:: WHAT NEEDS TO BE DONE ::
Restate the listing below word for word; no picture is to be carried over.

:: EXERCISE INPUTS ::
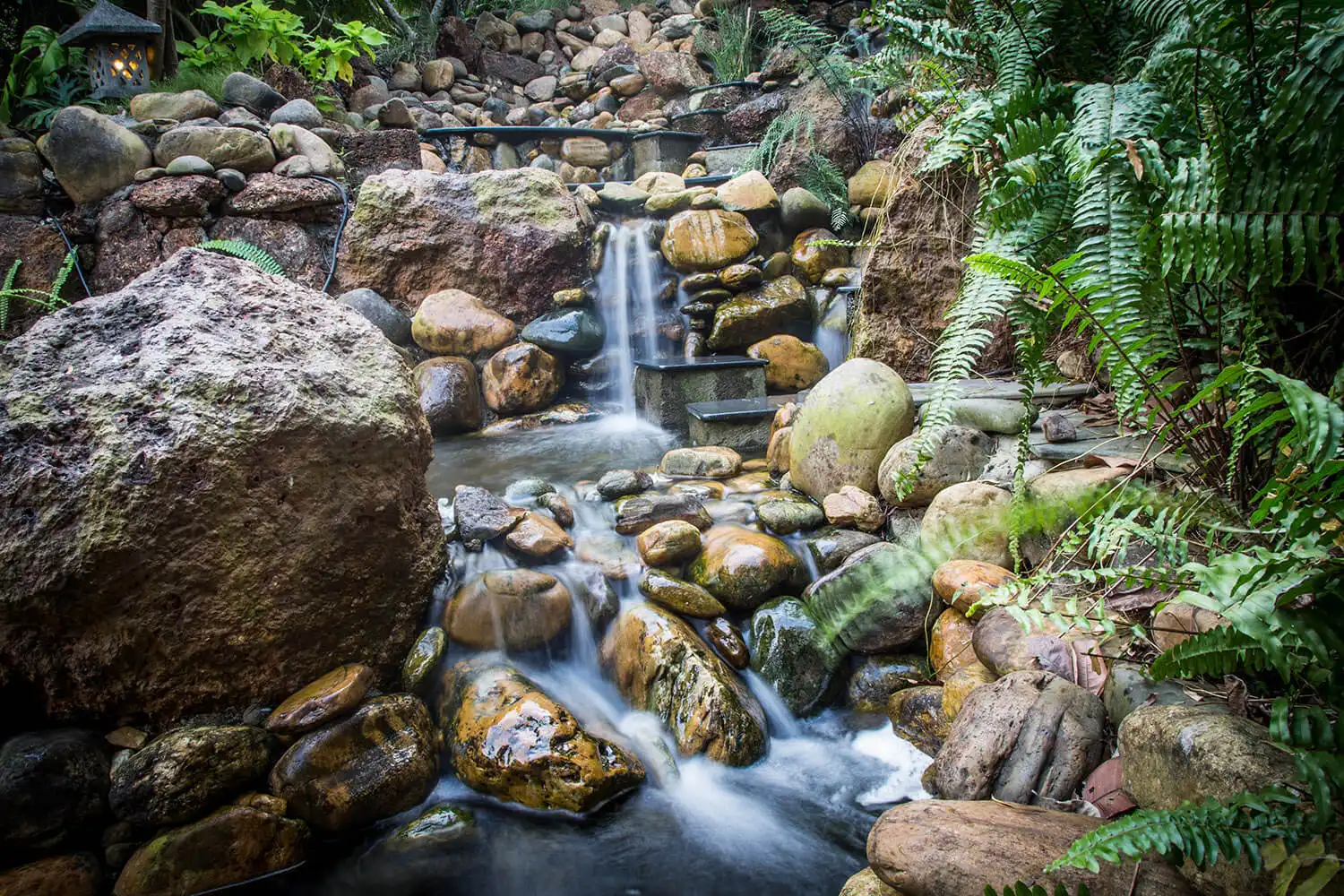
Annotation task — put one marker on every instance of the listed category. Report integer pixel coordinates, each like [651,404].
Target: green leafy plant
[35,69]
[252,34]
[239,249]
[47,300]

:: ANSWER TO THIS EXERCISE ::
Annotation task — put one marker on every instance of the listed category. Report integer pixel coordinates, each like [651,404].
Target: green leafy plant
[35,69]
[252,34]
[239,249]
[47,300]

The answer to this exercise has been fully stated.